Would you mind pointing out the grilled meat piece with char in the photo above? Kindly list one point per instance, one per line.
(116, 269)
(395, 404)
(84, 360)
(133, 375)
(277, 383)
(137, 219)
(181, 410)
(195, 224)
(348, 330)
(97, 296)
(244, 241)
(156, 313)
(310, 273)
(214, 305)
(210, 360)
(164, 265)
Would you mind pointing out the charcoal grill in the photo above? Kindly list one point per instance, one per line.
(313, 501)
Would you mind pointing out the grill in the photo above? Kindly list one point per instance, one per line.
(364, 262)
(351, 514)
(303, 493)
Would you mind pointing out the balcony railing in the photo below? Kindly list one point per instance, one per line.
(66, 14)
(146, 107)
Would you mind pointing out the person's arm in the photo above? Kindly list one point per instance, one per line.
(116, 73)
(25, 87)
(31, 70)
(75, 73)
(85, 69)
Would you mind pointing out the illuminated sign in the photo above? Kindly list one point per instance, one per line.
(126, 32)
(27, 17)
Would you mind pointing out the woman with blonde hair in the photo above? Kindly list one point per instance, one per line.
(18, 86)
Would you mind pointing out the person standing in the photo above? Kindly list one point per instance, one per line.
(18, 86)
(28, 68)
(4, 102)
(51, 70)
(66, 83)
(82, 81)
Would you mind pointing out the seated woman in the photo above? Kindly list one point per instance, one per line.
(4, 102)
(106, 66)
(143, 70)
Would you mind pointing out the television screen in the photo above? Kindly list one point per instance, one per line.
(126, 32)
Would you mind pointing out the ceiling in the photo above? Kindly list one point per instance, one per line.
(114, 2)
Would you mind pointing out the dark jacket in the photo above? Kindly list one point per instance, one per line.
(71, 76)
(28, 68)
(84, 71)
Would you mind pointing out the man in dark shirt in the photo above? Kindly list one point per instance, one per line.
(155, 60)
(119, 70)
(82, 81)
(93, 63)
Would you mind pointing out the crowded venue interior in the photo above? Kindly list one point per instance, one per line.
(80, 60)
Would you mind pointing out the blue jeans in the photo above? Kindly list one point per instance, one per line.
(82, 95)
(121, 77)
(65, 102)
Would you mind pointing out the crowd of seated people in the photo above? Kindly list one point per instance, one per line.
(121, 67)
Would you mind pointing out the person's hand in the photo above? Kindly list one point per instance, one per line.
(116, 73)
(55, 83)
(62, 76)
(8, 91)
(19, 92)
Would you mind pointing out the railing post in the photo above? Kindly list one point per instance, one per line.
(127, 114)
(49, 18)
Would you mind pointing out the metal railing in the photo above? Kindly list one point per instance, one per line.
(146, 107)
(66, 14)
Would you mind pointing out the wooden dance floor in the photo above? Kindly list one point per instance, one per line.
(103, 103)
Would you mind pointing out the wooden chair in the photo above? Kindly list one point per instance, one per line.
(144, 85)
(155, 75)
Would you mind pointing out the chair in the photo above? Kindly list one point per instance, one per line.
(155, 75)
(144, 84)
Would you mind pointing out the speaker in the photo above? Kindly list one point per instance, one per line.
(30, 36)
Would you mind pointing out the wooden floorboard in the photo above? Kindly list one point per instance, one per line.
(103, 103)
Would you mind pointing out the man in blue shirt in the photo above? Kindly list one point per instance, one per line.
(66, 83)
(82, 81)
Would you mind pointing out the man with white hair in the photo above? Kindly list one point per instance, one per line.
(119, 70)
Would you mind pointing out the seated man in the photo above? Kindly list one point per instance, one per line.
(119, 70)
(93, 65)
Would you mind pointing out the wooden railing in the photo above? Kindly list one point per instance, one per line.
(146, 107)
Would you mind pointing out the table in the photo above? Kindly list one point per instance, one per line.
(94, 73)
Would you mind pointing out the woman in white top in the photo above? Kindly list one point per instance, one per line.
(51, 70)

Brief
Rewrite the stretch of data from the line containing "Would you mind pointing out the crowded" through the end of the data, changing every "Kindly list" to "Please list" and leaving all else as is.

Written answer
Would you mind pointing out the crowded venue interior in the photo above? Please list one point per instance, one per line.
(80, 60)
Would you mind pointing out the blue jeans in the photo above? Please list one point per instance, one per line.
(82, 95)
(121, 77)
(65, 102)
Would you mind pointing out the crowd of seated people in the photo above? Please list one point per instance, one per line.
(121, 67)
Would you mind pointing out the person's hand in the photo above? Please list one point per instance, one per line.
(116, 73)
(55, 83)
(62, 76)
(8, 91)
(19, 92)
Would you mind pointing out the railing post in the photo above? Please list one point per instance, one per line.
(127, 114)
(49, 18)
Would you mind pointing out the metal railing in the photo above? Please list one point per instance, one per line.
(146, 107)
(66, 14)
Would you mind pointing out the wooden dance floor in the photo above? Please list one point per instance, one per line.
(103, 103)
Would you mind pointing out the wooden chair in the photo above? Please list one point per instance, one per line.
(144, 85)
(155, 75)
Would you mind pointing out the chair in the photo above? Please list one point per instance, one per line.
(155, 75)
(144, 84)
Would you mind pointing out the speaker in the photo above? Please list one point per instance, one per line.
(30, 36)
Would you mind pointing out the wooden floorboard in the photo above? Please list one point per instance, one per line.
(103, 103)
Would you mind pointing out the man in blue shirt in the photo above? Please list one point per instance, one per line.
(66, 83)
(82, 81)
Would you mind pointing out the man with white hair in the photo above? Please list one point per instance, one per line.
(119, 70)
Would you mind pointing out the seated man in the photo above? Please list one point per instance, one per line.
(119, 70)
(93, 65)
Would you mind pointing out the wooden railing in the photo above? Please list one point per instance, one per line.
(146, 107)
Would you mind pointing out the table in the photo above? Please list one point per instance, one per line.
(94, 73)
Would you mind pointing out the woman in white top in the photo above? Please list one point per instance, one per line.
(51, 70)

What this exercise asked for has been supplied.